What to work on> Where does the word "green" occur in the entries below? Copy every line that has it.

Supplied records>
- - - - -

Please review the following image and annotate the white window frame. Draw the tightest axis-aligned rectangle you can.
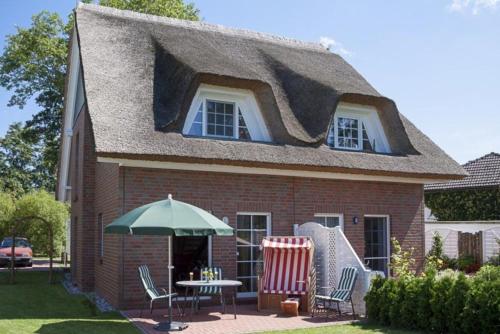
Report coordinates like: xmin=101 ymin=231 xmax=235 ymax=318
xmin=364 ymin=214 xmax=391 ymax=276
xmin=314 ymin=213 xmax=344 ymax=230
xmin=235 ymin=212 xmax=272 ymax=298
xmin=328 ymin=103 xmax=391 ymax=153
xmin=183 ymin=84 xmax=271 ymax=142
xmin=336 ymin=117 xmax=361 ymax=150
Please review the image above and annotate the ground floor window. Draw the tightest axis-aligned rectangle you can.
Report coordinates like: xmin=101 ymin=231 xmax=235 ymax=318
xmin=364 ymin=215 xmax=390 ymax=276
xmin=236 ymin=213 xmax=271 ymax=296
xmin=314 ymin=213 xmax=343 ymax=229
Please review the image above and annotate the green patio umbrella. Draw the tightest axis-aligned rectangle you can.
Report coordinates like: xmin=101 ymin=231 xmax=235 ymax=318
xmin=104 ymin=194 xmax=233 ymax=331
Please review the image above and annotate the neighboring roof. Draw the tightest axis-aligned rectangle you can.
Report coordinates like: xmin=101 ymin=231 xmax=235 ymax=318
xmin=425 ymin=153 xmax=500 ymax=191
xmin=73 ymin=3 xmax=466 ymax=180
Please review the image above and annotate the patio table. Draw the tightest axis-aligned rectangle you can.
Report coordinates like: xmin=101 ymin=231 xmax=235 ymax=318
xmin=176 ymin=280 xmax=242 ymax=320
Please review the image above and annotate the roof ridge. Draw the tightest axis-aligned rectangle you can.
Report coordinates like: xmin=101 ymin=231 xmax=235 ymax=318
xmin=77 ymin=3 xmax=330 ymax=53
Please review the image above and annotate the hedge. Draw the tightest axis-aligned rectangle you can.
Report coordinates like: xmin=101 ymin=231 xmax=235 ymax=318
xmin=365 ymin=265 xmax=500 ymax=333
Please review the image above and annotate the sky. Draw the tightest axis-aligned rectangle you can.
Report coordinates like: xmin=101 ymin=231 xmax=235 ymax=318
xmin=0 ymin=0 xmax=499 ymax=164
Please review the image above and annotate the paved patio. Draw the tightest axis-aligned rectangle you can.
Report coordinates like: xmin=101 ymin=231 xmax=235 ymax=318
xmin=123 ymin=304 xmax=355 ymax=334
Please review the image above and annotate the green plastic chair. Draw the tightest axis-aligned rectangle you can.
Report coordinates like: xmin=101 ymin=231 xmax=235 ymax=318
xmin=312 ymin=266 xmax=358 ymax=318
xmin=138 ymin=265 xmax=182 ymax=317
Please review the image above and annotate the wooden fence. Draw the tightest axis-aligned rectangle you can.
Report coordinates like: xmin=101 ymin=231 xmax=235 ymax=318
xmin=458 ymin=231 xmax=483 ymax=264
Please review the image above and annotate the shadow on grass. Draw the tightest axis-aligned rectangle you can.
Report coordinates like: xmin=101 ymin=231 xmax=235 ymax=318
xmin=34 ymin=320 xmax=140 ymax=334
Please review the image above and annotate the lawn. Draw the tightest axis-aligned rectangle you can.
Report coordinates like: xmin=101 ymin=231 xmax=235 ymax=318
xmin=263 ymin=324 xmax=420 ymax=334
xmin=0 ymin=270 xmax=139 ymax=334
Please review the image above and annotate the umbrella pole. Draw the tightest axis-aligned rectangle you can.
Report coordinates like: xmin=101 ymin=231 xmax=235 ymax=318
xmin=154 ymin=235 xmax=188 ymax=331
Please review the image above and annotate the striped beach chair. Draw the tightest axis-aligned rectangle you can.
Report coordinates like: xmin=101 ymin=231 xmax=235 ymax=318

- - - - -

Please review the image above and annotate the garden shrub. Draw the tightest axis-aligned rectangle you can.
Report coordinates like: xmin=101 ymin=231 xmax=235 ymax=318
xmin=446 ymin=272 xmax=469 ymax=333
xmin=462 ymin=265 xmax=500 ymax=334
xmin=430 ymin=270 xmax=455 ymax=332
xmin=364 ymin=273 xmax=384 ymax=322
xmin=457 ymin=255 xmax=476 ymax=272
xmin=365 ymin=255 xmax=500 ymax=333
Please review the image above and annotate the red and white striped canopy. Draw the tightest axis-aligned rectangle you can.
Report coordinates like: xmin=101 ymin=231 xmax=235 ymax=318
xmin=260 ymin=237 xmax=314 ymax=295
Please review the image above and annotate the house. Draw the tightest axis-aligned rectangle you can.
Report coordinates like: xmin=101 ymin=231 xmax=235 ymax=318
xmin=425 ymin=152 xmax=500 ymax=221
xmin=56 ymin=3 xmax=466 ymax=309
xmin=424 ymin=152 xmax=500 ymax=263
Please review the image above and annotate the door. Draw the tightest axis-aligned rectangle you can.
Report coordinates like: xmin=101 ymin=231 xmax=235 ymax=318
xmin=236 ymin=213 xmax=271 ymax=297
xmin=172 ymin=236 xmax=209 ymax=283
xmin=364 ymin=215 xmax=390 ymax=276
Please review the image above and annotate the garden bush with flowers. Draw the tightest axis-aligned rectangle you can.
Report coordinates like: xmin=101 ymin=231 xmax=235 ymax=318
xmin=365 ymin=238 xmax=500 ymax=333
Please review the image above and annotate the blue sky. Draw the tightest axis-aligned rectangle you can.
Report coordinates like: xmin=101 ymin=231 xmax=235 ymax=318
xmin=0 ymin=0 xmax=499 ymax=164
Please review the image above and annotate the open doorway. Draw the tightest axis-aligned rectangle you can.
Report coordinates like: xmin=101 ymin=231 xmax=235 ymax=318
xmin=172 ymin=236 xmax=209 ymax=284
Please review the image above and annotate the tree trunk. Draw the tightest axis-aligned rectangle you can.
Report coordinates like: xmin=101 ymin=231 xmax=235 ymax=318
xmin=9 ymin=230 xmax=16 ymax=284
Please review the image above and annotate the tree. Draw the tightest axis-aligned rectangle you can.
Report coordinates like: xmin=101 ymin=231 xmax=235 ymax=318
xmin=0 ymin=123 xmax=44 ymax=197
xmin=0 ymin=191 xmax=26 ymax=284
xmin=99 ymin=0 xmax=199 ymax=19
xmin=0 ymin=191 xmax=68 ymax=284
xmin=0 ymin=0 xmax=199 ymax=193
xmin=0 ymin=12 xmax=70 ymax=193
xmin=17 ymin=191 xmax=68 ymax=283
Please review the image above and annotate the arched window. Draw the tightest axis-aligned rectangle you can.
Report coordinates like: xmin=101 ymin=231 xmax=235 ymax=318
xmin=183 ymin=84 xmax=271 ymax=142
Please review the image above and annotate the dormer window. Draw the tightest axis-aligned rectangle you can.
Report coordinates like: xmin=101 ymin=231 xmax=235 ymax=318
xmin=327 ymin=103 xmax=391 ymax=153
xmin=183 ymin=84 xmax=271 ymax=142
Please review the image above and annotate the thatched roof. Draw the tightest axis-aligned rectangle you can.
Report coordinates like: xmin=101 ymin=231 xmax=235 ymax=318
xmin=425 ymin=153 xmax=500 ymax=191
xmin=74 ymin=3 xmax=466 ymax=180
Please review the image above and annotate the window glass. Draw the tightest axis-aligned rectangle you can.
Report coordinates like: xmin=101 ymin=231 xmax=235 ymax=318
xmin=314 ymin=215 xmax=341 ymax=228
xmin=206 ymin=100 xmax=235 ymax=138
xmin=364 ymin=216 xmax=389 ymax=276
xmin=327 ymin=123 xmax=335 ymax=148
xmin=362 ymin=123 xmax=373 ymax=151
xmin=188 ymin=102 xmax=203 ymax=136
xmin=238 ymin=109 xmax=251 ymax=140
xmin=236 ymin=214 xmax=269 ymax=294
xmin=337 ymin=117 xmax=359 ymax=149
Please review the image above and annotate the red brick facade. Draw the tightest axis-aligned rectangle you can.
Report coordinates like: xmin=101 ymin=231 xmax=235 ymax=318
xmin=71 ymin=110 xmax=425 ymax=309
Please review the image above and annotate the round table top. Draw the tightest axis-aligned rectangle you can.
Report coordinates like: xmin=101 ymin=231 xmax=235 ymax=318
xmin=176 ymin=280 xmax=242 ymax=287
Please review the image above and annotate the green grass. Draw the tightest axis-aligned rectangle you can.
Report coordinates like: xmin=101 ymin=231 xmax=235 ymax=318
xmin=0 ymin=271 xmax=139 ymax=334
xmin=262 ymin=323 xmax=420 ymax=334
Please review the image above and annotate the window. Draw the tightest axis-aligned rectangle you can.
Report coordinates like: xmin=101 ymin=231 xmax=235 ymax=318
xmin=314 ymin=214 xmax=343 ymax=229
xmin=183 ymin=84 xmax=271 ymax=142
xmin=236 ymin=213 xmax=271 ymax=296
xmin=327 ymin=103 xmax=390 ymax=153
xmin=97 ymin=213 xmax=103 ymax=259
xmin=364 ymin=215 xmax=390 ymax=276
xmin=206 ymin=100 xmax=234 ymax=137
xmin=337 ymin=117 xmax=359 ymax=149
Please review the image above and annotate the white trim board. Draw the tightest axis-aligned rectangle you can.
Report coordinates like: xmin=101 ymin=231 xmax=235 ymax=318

- - - - -

Solved exercise>
Please review the image above and annotate the green patio umbrella. Draw the tightest axis-aligned rectangle you can.
Please review the image above and annotate the green plastic chair. Draw the tightest axis-aligned rectangle you can.
Please review the image above and annotate the green grass. Draw the tightest axis-aligned rectangle you can.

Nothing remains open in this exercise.